**Brief**. Edit the entries from the line that has "Scouting pass: put a marker on the side" through the line that has "[(82, 112), (83, 105), (232, 85), (104, 124), (154, 103)]": replace "side mirror" with "wing mirror" and change nothing else. Return only those lines.
___ Material for this exercise
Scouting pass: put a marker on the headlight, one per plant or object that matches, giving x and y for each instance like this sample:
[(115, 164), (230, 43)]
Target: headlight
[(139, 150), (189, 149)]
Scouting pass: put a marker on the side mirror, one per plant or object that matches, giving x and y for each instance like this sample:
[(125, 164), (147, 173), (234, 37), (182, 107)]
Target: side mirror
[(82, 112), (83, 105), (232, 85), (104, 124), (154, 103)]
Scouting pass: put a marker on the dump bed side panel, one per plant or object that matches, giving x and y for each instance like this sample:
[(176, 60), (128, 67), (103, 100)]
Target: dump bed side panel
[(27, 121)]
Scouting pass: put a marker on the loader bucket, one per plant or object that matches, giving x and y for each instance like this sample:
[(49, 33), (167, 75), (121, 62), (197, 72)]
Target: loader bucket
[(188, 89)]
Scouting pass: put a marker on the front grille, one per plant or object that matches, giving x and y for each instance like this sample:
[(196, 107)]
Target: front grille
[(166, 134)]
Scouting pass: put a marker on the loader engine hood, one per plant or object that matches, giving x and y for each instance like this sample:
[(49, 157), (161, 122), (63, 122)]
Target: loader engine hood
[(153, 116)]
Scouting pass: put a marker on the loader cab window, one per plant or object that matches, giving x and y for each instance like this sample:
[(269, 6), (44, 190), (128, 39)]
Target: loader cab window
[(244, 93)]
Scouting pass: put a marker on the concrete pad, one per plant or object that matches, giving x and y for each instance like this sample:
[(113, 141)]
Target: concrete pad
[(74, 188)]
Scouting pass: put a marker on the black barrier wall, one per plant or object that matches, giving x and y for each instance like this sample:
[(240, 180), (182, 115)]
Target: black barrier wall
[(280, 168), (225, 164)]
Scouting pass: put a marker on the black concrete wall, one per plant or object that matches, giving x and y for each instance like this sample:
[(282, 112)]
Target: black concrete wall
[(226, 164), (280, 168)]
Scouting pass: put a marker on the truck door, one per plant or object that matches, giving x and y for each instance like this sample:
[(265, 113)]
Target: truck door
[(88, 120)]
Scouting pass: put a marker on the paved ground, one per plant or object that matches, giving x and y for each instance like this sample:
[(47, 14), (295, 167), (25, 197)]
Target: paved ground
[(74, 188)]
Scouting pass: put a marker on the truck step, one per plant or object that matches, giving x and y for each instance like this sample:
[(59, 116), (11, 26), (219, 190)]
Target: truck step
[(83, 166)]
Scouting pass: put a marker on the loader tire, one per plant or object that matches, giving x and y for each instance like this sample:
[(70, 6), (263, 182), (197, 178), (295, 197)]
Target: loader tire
______
**Output for this exercise**.
Scouting pass: put a marker on the wing mirror, one per plant or object that matches, giving x and y for each instance like this sample:
[(125, 164), (147, 173), (234, 37), (182, 107)]
Target: wing mirror
[(82, 112), (83, 105), (232, 85), (104, 124), (154, 103)]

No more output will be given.